- **Extract**:
| name | data-engineering |
| description | ETL/ELT pipelines, data warehousing (BigQuery, Snowflake, Redshift), stream processing (Kafka, Spark Streaming), orchestration (Airflow, Dagster, Prefect), dbt transformations, and data lake architecture. Use when building data pipelines, designing warehouse schemas, or implementing real-time data processing. |
Data Engineering
Pipeline Architecture
ETL vs ELT
| Pattern | When to Use | Tools |
|---|
| ETL | Transform before loading, data quality critical | Airflow + custom, Spark |
| ELT | Raw → warehouse → transform in-place | Fivetran + dbt, Airbyte + dbt |
Orchestration
Apache Airflow:
from airflow.decorators import dag, task
from datetime import datetime
@dag(schedule="@daily", start_date=datetime(2024, 1, 1), catchup=False)
def my_pipeline():
@task()
def extract() -> dict:
return {"data": "extracted"}
@task()
def transform(data: dict) -> dict:
return {"transformed": True}
@task()
def load(data: dict):
pass
raw = extract()
transformed = transform(raw)
load(transformed)
my_pipeline()
Dagster (recommended for new projects):
from dagster import asset, Definitions
@asset
def raw_users():
return extract_from_source()
@asset
def cleaned_users(raw_users):
return clean_and_validate(raw_users)
dbt Transformations
{{ config(materialized='table', schema='marts') }}
WITH source AS (
SELECT * FROM {{ ref('stg_customers') }}
),
orders AS (
SELECT customer_id, COUNT(*) as order_count, SUM(amount) as total_spent
FROM {{ ref('stg_orders') }}
GROUP BY customer_id
)

- **Material for this exercise**:
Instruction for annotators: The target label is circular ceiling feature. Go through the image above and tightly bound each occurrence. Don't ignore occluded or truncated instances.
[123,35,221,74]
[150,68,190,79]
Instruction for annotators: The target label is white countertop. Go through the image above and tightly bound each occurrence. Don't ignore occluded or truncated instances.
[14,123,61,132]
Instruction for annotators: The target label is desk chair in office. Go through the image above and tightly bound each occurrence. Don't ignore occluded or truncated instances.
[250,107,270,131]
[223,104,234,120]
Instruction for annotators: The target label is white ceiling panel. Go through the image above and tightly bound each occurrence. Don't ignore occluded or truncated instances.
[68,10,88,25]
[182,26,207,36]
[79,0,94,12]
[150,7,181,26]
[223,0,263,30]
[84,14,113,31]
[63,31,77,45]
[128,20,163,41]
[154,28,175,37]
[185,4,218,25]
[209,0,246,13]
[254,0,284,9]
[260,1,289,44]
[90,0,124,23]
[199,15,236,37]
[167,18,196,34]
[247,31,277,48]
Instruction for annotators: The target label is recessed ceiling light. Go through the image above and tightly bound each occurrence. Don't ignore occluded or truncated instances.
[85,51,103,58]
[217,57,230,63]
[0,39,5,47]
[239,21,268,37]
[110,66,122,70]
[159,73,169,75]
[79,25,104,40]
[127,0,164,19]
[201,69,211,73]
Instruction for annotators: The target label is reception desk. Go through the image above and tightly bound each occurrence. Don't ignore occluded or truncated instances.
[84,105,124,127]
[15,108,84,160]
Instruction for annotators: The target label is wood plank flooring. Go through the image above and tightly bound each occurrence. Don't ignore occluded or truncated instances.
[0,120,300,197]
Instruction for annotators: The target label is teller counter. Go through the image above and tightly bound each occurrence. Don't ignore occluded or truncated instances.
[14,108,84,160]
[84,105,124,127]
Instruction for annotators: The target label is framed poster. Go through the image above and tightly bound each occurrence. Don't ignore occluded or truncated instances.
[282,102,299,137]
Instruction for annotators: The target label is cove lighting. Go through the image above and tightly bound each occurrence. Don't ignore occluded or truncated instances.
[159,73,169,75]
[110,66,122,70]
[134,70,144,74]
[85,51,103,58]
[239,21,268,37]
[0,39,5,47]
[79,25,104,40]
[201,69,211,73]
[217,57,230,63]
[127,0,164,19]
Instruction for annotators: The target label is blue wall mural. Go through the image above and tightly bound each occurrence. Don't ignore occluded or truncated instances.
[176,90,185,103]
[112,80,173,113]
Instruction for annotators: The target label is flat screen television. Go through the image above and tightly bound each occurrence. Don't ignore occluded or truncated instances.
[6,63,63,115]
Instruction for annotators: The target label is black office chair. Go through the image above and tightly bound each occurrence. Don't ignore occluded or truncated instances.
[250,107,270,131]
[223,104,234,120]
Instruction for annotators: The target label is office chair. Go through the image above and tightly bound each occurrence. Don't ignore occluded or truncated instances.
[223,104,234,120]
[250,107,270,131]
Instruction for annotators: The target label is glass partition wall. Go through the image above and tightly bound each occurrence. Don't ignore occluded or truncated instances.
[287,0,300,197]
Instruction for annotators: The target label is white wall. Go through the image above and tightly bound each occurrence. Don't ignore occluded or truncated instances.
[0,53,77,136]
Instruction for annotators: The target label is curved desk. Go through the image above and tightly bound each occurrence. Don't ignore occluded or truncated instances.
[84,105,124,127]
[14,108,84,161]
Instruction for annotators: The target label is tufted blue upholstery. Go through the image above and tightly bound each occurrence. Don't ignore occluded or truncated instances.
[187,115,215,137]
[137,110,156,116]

- **Problem set**:
a - Render everything in the listing from its first line down through the line containing "[150,68,190,79]" as a JSON list of strings, one string per line, omitting blank lines.
b - Write the next part of the data engineering guide, picking up right after its final line.

- **Answers below**:
a -
[
  "Instruction for annotators: The target label is circular ceiling feature. Go through the image above and tightly bound each occurrence. Don't ignore occluded or truncated instances.",
  "[123,35,221,74]",
  "[150,68,190,79]"
]

b -
SELECT
s.customer_id,
s.name,
s.email,
COALESCE(o.order_count, 0) as lifetime_orders,
COALESCE(o.total_spent, 0) as lifetime_value
FROM source s
LEFT JOIN orders o ON s.customer_id = o.customer_id
Stream Processing
Apache Kafka:
from confluent_kafka import Producer, Consumer
producer = Producer({'bootstrap.servers': 'localhost:9092'})
producer.produce('events', key='user_123', value=json.dumps(event))
producer.flush()
consumer = Consumer({
'bootstrap.servers': 'localhost:9092',
'group.id': 'my-group',
'auto.offset.reset': 'earliest'
})
consumer.subscribe(['events'])
Data Warehouse Schema Design
Star Schema
- Fact tables: Measurable events (orders, clicks, transactions)
- Dimension tables: Descriptive context (customers, products, dates)
- Slowly Changing Dimensions: Type 1 (overwrite), Type 2 (versioned rows), Type 3 (previous column)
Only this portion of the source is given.